↓↓↓

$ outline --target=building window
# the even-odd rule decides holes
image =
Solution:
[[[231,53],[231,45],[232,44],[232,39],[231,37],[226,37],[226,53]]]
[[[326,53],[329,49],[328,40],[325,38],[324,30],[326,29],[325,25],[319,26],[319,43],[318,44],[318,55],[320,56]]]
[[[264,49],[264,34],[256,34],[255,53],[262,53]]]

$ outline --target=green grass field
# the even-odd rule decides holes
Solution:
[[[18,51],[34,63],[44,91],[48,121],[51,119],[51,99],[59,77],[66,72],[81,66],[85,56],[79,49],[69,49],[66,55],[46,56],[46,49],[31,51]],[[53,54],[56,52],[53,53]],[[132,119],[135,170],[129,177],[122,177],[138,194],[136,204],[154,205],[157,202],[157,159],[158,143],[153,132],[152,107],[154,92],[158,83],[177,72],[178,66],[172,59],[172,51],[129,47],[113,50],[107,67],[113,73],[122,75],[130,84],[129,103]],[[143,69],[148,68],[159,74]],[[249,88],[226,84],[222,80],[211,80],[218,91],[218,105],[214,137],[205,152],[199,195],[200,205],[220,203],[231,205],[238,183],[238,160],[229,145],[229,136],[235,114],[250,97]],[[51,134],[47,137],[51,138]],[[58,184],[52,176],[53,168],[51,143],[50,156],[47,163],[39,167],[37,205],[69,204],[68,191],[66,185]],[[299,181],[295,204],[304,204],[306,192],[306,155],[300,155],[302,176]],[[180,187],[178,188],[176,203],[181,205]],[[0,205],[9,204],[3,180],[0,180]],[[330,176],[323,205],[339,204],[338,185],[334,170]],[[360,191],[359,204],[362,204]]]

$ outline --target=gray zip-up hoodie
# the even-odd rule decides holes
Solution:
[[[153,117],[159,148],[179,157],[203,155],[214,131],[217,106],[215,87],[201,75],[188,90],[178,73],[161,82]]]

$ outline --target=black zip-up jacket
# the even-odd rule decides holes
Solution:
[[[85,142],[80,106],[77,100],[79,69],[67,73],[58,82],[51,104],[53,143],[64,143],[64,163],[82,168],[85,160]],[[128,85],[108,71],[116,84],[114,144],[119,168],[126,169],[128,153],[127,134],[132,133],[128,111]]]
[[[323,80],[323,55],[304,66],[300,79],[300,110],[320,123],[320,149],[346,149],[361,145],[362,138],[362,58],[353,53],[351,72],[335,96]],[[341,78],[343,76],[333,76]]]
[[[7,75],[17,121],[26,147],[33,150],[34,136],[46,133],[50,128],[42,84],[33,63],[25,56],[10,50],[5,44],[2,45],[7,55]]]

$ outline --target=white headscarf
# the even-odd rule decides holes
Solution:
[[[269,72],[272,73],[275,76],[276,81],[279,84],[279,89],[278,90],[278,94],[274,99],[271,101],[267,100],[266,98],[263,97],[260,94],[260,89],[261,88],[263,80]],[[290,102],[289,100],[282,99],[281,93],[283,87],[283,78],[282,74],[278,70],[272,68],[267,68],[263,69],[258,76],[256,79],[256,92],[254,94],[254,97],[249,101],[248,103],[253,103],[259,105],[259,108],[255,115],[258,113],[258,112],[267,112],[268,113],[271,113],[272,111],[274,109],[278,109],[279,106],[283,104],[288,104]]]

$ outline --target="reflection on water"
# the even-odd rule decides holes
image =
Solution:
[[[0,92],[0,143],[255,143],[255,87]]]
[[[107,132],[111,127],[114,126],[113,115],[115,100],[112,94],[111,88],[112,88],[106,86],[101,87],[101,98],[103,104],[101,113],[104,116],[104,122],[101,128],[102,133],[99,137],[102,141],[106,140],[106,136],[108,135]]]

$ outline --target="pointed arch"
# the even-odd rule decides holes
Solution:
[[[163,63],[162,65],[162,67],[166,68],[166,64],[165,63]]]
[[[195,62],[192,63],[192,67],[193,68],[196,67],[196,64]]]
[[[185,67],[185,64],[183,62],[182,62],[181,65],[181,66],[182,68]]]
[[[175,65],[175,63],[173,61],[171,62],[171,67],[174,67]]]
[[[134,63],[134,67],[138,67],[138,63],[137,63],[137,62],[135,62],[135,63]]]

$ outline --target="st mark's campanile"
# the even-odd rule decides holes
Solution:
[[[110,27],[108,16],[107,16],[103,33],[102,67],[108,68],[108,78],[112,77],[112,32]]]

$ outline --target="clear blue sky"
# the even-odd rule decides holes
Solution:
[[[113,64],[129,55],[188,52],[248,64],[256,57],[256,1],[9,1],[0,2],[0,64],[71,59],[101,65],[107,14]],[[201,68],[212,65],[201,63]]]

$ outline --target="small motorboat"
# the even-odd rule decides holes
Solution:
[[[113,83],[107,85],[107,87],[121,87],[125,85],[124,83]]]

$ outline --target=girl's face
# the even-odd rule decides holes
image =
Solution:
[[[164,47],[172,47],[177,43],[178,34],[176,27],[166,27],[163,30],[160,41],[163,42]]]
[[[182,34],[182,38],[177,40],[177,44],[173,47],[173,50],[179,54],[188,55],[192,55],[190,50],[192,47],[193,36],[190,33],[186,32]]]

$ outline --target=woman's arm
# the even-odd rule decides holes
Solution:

↑↑↑

• Exercise details: Please print the lines starting at the very first one and ending at the line that contains "[[[264,49],[264,34],[256,34],[255,53],[262,53]]]", both included, copying each character for character.

• Response to the exercise:
$ outline --target=building window
# the even-odd rule decides holes
image =
Solution:
[[[231,53],[231,45],[232,44],[232,39],[231,37],[226,37],[226,53]]]
[[[326,53],[329,49],[328,40],[325,38],[324,30],[326,29],[325,25],[319,26],[319,43],[318,44],[318,55],[320,56]]]
[[[264,49],[264,34],[256,34],[255,53],[262,53]]]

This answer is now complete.